Overall, the findings of the current study need to be validated within larger groups. Even more importantly, for the assessment of classification accuracy, the application of the classifier to a completely independent group is vital. As such, the leave-one-out method can only create a first impression. Nevertheless, with an accuracy of >95%, our approach can at least be regarded as promising.

Using the information:
#1 Condense the paragraph of the limitations passage that begins "Overall, the findings" into a short list that keeps its main facts.
#2 List every way of checking the findings or the classifier's accuracy that the limitations passage mentions.

(Photo-based referring expression data)
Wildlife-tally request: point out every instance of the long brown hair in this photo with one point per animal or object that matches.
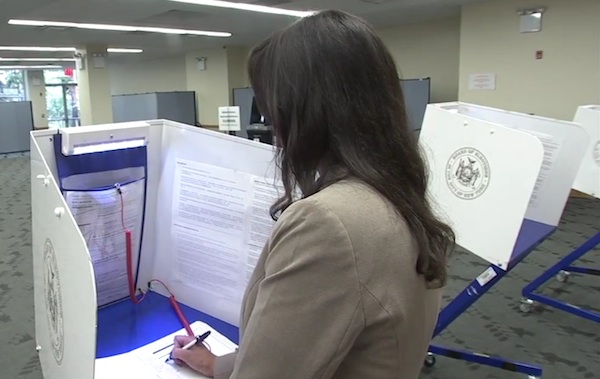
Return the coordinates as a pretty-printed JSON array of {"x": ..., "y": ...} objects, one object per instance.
[{"x": 331, "y": 90}]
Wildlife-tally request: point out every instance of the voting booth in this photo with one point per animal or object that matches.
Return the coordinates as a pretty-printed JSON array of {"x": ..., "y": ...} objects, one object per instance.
[
  {"x": 501, "y": 179},
  {"x": 130, "y": 220},
  {"x": 145, "y": 229},
  {"x": 587, "y": 182}
]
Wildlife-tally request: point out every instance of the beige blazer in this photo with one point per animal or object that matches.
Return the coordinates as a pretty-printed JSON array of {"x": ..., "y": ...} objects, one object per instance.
[{"x": 335, "y": 294}]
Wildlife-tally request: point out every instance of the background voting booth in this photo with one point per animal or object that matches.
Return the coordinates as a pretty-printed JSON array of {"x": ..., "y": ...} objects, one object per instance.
[
  {"x": 416, "y": 97},
  {"x": 16, "y": 122},
  {"x": 588, "y": 182},
  {"x": 154, "y": 206},
  {"x": 501, "y": 179}
]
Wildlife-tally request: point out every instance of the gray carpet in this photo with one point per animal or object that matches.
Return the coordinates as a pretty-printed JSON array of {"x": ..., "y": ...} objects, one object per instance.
[{"x": 566, "y": 346}]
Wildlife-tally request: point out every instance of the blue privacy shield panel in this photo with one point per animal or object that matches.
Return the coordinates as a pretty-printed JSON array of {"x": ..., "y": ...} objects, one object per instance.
[
  {"x": 101, "y": 166},
  {"x": 97, "y": 162},
  {"x": 125, "y": 326}
]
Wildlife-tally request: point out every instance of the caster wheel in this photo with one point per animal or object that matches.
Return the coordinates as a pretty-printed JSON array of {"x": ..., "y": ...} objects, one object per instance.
[
  {"x": 525, "y": 305},
  {"x": 563, "y": 276},
  {"x": 429, "y": 361}
]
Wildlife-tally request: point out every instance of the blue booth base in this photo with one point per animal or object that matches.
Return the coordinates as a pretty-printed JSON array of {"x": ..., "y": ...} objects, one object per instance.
[
  {"x": 562, "y": 270},
  {"x": 530, "y": 236},
  {"x": 125, "y": 326}
]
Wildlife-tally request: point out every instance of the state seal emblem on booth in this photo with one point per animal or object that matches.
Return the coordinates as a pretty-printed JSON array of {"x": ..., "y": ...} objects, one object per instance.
[
  {"x": 468, "y": 173},
  {"x": 54, "y": 310}
]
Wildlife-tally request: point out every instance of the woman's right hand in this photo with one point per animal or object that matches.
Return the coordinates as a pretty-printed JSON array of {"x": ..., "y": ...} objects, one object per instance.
[{"x": 198, "y": 358}]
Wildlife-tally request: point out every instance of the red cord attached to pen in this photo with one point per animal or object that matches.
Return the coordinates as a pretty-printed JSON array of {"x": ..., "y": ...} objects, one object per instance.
[
  {"x": 129, "y": 254},
  {"x": 131, "y": 280}
]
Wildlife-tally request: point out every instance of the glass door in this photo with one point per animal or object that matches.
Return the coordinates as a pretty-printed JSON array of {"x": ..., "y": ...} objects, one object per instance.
[{"x": 62, "y": 103}]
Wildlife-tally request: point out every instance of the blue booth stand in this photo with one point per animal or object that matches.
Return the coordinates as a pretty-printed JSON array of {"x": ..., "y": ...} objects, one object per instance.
[{"x": 587, "y": 182}]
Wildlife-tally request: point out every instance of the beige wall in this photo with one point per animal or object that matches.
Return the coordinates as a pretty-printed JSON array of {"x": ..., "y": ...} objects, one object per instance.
[
  {"x": 567, "y": 76},
  {"x": 428, "y": 49},
  {"x": 154, "y": 76},
  {"x": 211, "y": 85}
]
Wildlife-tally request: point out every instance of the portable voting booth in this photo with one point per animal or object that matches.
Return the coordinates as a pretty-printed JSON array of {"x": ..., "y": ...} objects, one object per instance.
[
  {"x": 501, "y": 179},
  {"x": 157, "y": 206},
  {"x": 588, "y": 182}
]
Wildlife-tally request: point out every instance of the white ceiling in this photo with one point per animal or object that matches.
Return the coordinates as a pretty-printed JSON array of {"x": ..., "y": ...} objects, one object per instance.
[{"x": 247, "y": 27}]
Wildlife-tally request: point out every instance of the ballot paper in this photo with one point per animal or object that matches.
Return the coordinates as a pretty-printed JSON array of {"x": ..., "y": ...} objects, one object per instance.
[
  {"x": 220, "y": 224},
  {"x": 150, "y": 361},
  {"x": 100, "y": 215}
]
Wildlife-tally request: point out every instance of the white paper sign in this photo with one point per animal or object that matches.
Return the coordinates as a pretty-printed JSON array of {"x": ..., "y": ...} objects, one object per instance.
[
  {"x": 229, "y": 119},
  {"x": 482, "y": 82}
]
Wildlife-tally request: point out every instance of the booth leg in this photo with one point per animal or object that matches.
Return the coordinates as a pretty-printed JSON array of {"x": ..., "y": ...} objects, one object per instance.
[
  {"x": 483, "y": 359},
  {"x": 477, "y": 288},
  {"x": 562, "y": 271}
]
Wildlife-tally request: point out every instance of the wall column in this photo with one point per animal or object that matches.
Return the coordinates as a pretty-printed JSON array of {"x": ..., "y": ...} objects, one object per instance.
[
  {"x": 94, "y": 86},
  {"x": 36, "y": 87}
]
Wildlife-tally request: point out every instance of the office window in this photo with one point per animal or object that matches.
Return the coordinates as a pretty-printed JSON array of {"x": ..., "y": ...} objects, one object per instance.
[
  {"x": 62, "y": 98},
  {"x": 12, "y": 85}
]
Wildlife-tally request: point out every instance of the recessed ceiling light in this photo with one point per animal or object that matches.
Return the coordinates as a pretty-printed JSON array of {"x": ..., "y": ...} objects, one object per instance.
[
  {"x": 45, "y": 67},
  {"x": 125, "y": 51},
  {"x": 118, "y": 28},
  {"x": 37, "y": 48},
  {"x": 248, "y": 7},
  {"x": 64, "y": 49},
  {"x": 37, "y": 60}
]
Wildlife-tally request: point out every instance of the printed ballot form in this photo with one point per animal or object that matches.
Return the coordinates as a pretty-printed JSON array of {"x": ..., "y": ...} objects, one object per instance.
[
  {"x": 100, "y": 215},
  {"x": 493, "y": 170},
  {"x": 151, "y": 361},
  {"x": 220, "y": 224}
]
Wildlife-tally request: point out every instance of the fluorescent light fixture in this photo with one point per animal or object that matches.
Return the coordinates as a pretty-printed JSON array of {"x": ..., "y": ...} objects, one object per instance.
[
  {"x": 38, "y": 48},
  {"x": 37, "y": 60},
  {"x": 100, "y": 138},
  {"x": 124, "y": 51},
  {"x": 118, "y": 28},
  {"x": 42, "y": 67},
  {"x": 47, "y": 49},
  {"x": 248, "y": 7}
]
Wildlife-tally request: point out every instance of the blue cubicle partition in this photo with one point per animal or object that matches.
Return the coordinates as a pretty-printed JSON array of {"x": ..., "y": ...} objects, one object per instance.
[{"x": 16, "y": 121}]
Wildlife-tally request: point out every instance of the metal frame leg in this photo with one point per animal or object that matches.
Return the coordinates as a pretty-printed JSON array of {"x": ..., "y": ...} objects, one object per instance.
[
  {"x": 477, "y": 288},
  {"x": 561, "y": 271}
]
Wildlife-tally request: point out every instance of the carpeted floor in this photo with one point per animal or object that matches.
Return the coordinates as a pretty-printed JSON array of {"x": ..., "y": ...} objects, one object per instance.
[{"x": 566, "y": 346}]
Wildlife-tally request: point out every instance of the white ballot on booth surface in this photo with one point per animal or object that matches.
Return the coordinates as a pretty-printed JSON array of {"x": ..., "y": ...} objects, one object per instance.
[
  {"x": 99, "y": 215},
  {"x": 150, "y": 361},
  {"x": 552, "y": 147}
]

Problem solutions:
#1
- The findings need to be validated within larger groups.
- Assessing classification accuracy requires applying the classifier to a completely independent group.
- The leave-one-out method can only create a first impression.
- With an accuracy of >95%, the approach can at least be regarded as promising.

#2
- Validation within larger groups
- Application of the classifier to a completely independent group
- The leave-one-out method